DWD Synoptische Übersicht Kurzfrist

22-05-2023 07:30
SXEU31 DWAV 220800

S Y N O P T I S C H E Ü B E R S I C H T K U R Z F R I S T
ausgegeben am Montag, den 22.05.2023 um 08 UTC


GWL und markante Wettererscheinungen:
HNF z Übergang zu HB

In der Westhälfte häufig, sonst vereinzelt teils starke Gewitter. Lokal
Unwetter! Am Dienstag im Nord- und Südosten Gewitterneigung, nur noch geringe
Unwettergefahr.

Synoptische Entwicklung bis Mittwoch 24 UTC
--------------------------------------------------------------
Montag... reicht eine langgestreckte Hochdruckzone vom Nordatlantik über
Skandinavien bis Russland. Ein aus der Frontalzone zum Nordmeer schwenkender
Trog und ein Kaltlufttropfen über der Nordsee sorgen für eine Schwachstelle in
der Hochdruckbrücke. Der Kaltlufttropfen wandelt sich in einen Kurzwellentrog um
und zieht heute zur deutschen Bucht. Auf seiner diffluenten Vorderseite kommt es
zu PVA, die im Nordwesten einen dynamischen Hebungsimpuls liefert.
Hier regnet es schon am Vormittag, über der Nordsee eventuell noch mit
eingelagerten Gewittern.

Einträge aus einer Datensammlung
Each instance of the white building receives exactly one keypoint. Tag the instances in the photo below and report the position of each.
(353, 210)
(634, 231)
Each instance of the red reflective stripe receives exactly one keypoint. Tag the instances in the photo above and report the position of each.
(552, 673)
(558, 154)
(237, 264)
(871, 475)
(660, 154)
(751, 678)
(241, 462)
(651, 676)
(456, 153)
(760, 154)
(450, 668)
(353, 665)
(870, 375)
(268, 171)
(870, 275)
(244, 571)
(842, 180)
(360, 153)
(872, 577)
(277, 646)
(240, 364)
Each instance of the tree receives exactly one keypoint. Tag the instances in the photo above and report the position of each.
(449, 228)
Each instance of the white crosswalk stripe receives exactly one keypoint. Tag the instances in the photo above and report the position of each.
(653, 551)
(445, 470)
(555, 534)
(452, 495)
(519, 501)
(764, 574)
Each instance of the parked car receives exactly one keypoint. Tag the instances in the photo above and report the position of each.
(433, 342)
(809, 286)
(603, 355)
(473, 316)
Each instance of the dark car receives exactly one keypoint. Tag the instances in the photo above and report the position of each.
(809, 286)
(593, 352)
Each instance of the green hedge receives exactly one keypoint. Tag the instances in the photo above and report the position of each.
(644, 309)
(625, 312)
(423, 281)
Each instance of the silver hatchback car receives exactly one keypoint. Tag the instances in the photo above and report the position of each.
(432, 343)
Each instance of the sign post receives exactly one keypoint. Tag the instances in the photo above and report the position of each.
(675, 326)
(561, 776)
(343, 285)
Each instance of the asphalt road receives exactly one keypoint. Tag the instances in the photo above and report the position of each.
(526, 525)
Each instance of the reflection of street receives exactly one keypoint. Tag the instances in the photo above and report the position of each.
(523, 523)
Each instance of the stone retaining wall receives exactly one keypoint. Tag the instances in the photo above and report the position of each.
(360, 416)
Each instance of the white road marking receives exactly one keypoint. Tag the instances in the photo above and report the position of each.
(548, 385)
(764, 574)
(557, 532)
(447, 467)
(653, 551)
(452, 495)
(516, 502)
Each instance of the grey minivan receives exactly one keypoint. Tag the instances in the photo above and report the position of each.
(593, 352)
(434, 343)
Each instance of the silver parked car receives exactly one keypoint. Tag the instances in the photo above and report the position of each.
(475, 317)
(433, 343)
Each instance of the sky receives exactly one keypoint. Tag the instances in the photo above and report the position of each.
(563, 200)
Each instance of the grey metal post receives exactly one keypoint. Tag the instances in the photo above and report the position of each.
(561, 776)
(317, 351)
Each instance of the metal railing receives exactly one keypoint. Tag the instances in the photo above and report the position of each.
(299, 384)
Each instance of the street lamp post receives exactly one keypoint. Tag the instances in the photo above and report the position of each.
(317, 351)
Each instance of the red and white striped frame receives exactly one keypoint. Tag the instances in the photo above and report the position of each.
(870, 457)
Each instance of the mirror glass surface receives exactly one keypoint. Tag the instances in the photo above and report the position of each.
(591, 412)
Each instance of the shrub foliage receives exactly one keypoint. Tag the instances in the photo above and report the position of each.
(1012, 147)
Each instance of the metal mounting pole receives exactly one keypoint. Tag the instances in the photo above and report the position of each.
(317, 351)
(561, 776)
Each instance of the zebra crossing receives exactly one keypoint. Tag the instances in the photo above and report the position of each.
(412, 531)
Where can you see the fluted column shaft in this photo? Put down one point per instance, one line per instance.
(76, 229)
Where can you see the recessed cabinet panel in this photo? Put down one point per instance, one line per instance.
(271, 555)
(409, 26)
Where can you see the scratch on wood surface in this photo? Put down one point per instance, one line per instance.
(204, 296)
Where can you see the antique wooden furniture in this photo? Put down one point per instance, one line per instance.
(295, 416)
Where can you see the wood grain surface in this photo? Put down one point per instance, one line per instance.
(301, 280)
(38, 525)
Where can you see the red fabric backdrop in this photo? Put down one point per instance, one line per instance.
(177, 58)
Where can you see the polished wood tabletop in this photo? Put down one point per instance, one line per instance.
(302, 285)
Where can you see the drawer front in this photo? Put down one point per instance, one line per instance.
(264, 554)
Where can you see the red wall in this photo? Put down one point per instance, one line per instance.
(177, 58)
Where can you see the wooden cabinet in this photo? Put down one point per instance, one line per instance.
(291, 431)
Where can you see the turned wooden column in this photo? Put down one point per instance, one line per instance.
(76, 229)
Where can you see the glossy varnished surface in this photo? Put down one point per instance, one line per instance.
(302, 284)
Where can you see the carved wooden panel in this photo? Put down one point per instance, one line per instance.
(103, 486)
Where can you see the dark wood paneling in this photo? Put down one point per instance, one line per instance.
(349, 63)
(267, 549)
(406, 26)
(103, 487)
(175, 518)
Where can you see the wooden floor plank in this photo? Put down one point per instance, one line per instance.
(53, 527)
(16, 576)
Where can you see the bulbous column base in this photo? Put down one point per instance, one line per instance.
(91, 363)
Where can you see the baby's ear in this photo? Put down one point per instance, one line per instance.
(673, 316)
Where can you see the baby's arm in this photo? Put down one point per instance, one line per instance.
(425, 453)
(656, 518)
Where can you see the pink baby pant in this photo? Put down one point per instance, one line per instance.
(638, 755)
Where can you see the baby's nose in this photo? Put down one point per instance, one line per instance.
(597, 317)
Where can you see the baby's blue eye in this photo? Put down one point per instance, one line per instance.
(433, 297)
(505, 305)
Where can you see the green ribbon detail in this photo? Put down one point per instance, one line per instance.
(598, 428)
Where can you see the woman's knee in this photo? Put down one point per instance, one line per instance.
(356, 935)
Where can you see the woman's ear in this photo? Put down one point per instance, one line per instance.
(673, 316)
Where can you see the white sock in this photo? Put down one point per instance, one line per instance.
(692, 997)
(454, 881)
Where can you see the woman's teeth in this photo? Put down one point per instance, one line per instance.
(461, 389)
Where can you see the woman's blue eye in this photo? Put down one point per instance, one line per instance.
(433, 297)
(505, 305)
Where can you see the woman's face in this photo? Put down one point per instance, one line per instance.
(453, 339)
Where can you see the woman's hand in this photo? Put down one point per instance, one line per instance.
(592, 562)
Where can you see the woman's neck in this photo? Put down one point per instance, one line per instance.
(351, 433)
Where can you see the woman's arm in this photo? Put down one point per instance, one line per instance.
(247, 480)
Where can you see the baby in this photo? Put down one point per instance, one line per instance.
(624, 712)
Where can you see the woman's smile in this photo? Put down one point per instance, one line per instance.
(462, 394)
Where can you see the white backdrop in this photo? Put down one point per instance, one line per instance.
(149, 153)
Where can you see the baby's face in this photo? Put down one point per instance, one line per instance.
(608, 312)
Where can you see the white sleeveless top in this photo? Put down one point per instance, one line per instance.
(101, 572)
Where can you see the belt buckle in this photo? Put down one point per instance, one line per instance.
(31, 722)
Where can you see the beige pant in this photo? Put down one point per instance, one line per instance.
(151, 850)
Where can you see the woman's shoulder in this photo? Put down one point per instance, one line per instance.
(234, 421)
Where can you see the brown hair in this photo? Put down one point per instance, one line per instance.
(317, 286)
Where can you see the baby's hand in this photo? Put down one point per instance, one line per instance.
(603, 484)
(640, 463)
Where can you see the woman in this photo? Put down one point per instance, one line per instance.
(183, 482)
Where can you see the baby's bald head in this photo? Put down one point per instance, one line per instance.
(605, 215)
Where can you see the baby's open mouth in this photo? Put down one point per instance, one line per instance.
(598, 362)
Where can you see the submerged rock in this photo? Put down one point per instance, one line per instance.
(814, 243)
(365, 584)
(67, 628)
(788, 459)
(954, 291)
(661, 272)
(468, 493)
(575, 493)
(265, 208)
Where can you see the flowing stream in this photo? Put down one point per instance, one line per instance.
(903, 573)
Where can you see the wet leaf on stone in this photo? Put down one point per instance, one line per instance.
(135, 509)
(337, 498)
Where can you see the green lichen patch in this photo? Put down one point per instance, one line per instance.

Schriftliche Aufgabe —
Schreibe den Abschnitt der synoptischen Übersicht von „In der Westhälfte“ bis einschließlich „dynamischen Hebungsimpuls liefert.“ noch einmal ab und ersetze darin „Kaltlufttropfen“ durch „Höhentief“. Das Material spielt hierfür keine Rolle.

Fertige Antwort —
In der Westhälfte häufig, sonst vereinzelt teils starke Gewitter. Lokal
Unwetter! Am Dienstag im Nord- und Südosten Gewitterneigung, nur noch geringe
Unwettergefahr.

Synoptische Entwicklung bis Mittwoch 24 UTC
--------------------------------------------------------------
Montag... reicht eine langgestreckte Hochdruckzone vom Nordatlantik über
Skandinavien bis Russland. Ein aus der Frontalzone zum Nordmeer schwenkender
Trog und ein Höhentief über der Nordsee sorgen für eine Schwachstelle in
der Hochdruckbrücke. Der Höhentief wandelt sich in einen Kurzwellentrog um
und zieht heute zur deutschen Bucht. Auf seiner diffluenten Vorderseite kommt es
zu PVA, die im Nordwesten einen dynamischen Hebungsimpuls liefert.